▼

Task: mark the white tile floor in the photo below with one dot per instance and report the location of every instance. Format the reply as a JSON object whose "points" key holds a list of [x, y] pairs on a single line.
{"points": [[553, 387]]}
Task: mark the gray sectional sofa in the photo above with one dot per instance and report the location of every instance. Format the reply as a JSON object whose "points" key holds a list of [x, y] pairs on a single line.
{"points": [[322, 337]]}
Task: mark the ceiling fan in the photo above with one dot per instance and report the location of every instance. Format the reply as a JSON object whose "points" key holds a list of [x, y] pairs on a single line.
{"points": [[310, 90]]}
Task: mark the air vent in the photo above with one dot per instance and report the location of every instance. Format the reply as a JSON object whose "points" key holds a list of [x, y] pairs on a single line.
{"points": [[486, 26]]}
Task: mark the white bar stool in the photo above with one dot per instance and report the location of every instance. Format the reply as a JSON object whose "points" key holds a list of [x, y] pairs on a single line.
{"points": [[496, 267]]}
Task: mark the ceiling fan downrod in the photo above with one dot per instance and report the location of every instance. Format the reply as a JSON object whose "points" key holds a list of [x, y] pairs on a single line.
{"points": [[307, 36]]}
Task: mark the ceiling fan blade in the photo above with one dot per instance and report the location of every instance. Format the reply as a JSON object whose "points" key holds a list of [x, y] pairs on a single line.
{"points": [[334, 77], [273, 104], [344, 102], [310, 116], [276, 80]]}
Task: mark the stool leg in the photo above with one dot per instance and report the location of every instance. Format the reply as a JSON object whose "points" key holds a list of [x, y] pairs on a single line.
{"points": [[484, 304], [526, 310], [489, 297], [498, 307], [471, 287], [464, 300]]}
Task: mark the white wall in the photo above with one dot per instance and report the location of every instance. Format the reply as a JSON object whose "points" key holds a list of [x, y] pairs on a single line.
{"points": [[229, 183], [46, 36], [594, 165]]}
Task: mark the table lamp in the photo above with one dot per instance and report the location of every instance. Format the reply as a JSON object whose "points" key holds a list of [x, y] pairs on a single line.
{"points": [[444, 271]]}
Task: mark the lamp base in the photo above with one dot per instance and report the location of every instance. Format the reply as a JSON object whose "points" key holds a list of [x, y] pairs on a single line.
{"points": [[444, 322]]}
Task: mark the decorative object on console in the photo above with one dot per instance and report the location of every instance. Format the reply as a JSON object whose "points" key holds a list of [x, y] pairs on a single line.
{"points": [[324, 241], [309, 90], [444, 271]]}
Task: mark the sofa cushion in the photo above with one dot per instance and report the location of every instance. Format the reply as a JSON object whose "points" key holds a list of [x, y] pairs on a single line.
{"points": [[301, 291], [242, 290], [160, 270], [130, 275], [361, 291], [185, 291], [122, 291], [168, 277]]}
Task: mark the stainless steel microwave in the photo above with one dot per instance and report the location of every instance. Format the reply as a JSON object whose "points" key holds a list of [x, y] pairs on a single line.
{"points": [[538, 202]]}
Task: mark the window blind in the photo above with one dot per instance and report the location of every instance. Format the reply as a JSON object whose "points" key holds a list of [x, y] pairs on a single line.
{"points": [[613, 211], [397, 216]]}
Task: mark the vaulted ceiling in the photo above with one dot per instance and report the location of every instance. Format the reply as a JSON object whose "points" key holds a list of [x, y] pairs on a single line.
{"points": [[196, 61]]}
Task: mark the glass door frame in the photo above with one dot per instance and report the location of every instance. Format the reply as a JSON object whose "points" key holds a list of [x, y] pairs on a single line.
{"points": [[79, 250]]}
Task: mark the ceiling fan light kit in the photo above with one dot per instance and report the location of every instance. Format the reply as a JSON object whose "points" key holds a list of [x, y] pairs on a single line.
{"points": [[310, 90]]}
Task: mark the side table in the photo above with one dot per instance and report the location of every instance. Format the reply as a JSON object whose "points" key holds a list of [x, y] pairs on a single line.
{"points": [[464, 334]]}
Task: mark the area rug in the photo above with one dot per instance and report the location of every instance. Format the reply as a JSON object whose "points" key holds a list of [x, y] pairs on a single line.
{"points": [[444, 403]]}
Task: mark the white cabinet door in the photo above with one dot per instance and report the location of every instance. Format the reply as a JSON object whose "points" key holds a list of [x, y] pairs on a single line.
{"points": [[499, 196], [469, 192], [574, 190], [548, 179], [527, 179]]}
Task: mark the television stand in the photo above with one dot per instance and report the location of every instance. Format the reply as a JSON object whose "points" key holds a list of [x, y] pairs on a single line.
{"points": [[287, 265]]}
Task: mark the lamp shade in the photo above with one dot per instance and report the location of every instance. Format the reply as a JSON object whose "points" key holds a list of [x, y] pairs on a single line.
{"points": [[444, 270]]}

▲

PROBLEM:
Reproduce the entries above in full, verbatim.

TASK RESULT:
Task: mark the white tile floor in the photo below with one dot per instance and report the location of every instance. Format the reply as a JSON object whose "points" key holds a list of [x, y] pairs on a single line.
{"points": [[553, 387]]}
Task: mark the gray sectional sofa in the photo above with one dot per instance and report the location of every instance. Format the reply as a JSON object whose "points" key holds a list of [x, y] pairs on a single line.
{"points": [[322, 337]]}
Task: mark the ceiling fan in the photo above with one dot per instance and report the location of every instance. Format the reply as a JSON object whose "points" key holds a list of [x, y] pairs on a single line.
{"points": [[310, 90]]}
Task: mark the air vent in the photo above with one dot per instance and report the location of every instance. Format the reply as a JSON object whose "points" key holds a list of [x, y] pairs on a single line.
{"points": [[486, 26]]}
Task: mark the white bar stool in the photo above with one dot per instance and report the location of every instance. Format the reply as a JSON object whose "points" key holds a list of [x, y] pairs on a single line.
{"points": [[496, 267]]}
Task: mark the ceiling fan downrod in the photo above with one dot per instance and report the location of every instance. Format the reply as a JSON object whose "points" key holds a list of [x, y] pairs on a single line.
{"points": [[307, 36]]}
Task: mark the ceiling fan blade in the photo above with one dot per instance and report the location of every instance. Format the reply as a JSON object whose "points" key holds a list of [x, y] pairs on a single line.
{"points": [[334, 77], [273, 104], [344, 102], [310, 116], [276, 80]]}
Task: mark the stool leg in the photo above with one dot per instance and report the location of every instance. Format the reply as a JSON object whose "points" key holds a list of [x, y] pairs on a single line.
{"points": [[484, 304], [526, 310], [489, 297], [498, 307], [471, 287], [464, 300]]}
Task: mark the white wall in the photo above with one dot per instance and report the location of every instance. Format the reply as a JSON object whose "points" key holds a list of [x, y] pairs on a single line.
{"points": [[229, 183], [46, 36], [594, 165]]}
Task: mark the table lamp in the photo above with one dot per instance and report the location of every instance. Format the reply as a JSON object whose "points" key holds a list of [x, y] pairs on a single line.
{"points": [[444, 271]]}
Task: mark the lamp base in the photo above with one dot per instance and report the location of every instance. Format the reply as a JSON object whose "points" key holds a list of [x, y] pairs on a single line.
{"points": [[444, 322]]}
Task: mark the decorative object on console in the photo above with one dot per instance and report the location of every instance. Format the reply as a JSON object whose "points" key holds a list of [x, y] pairs on a single line.
{"points": [[324, 241], [309, 90], [444, 271]]}
Task: mark the sofa cushion in the photo above with one dot per instance and report the location of every instance. Format the reply as a JSON object whose "points" key holds a list of [x, y] pairs on a single line.
{"points": [[301, 291], [242, 290], [160, 270], [130, 275], [361, 291], [185, 291], [122, 291], [168, 277]]}
Task: mark the stainless steel microwave in the photo above with one dot per instance and report the location of every instance. Format the reply as a JSON object whose "points" key holds a list of [x, y] pairs on a single line.
{"points": [[538, 202]]}
Task: mark the window blind in the photo above with one dot per instance and report the location of every instance. Format the reply as a JSON object whose "points" key holds a list of [x, y] pairs on a single line.
{"points": [[613, 211], [397, 216]]}
Task: mark the vaulted ceiling in the photo above with one dot per instance and report the location of every instance. Format the reply as a JSON object whose "points" key holds a list of [x, y] pairs on a single line.
{"points": [[196, 61]]}
Task: mark the glass door frame in the photo above with one dot per instance and report the location of every instance. Format the reply as a JSON object whose "points" key holds a list of [x, y] pairs on a single line.
{"points": [[79, 250]]}
Task: mark the ceiling fan light kit in the photo above with one dot per instance and report the location of every instance. Format the reply as a JSON object whose "points" key holds a list of [x, y] pairs on a single line.
{"points": [[310, 90]]}
Task: mark the side table in the photo above with one dot per instance and report the location of every instance. Format the reply as a JSON object whose "points" key holds a list of [x, y] pairs on a single line.
{"points": [[464, 334]]}
Task: mark the area rug in the photo above with one dot per instance and report the location of every instance. Format the reply as a JSON object whose "points" key holds a list of [x, y] pairs on a single line.
{"points": [[444, 403]]}
Task: mark the white cabinet door in the photo above with one dot per instance and report the location of every instance. Format the reply as a JSON object whose "points" key holds a list of [x, y] pairs on a single line.
{"points": [[499, 196], [469, 192], [574, 190], [548, 179], [527, 179]]}
Task: mark the television stand in the photo above with one dot per instance and report the location of every instance. Format the reply as a JSON object whose "points" key holds a list of [x, y] pairs on a single line.
{"points": [[287, 265]]}
Task: mark the lamp shade in the photo above with one dot per instance and report the location of every instance. Format the reply as a JSON object whose "points" key holds a list of [x, y] pairs on a single line.
{"points": [[444, 270]]}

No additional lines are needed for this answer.